LISTED RECORDS:
┄┄┄┄┄┄┄┄┄┄

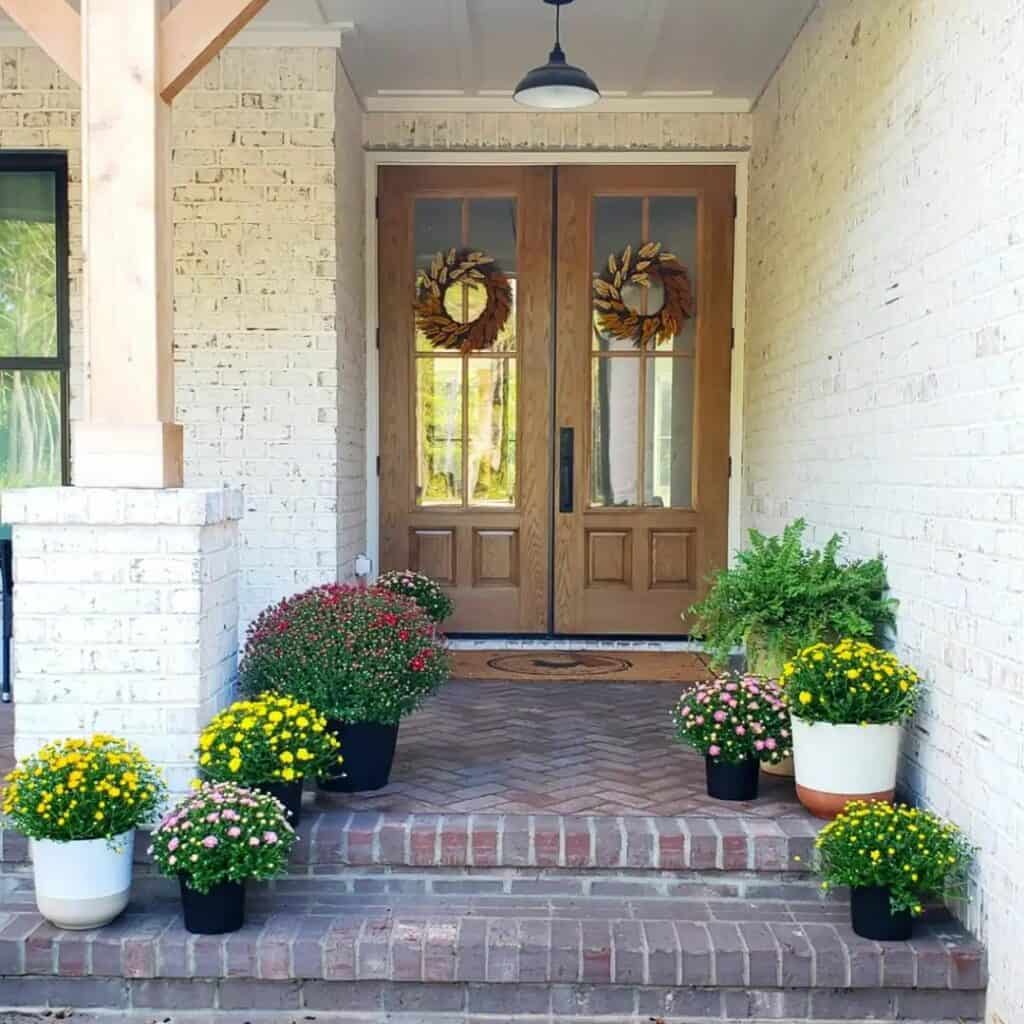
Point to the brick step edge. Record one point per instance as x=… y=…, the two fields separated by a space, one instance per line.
x=469 y=1004
x=16 y=886
x=645 y=843
x=432 y=945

┄┄┄┄┄┄┄┄┄┄

OBJECTIVE:
Render the rows above as a Markdown table with two columns, Number and Line, where each line of text gets its own number. Omit blank lines and leave the pictures out.

REPLY:
| Number | Line |
|---|---|
| 1 | Point to the brick step edge. Record one point per instance as x=… y=…, the two fields separated by a space, one instance per line. |
| 2 | x=469 y=1004 |
| 3 | x=16 y=886 |
| 4 | x=645 y=843 |
| 5 | x=432 y=945 |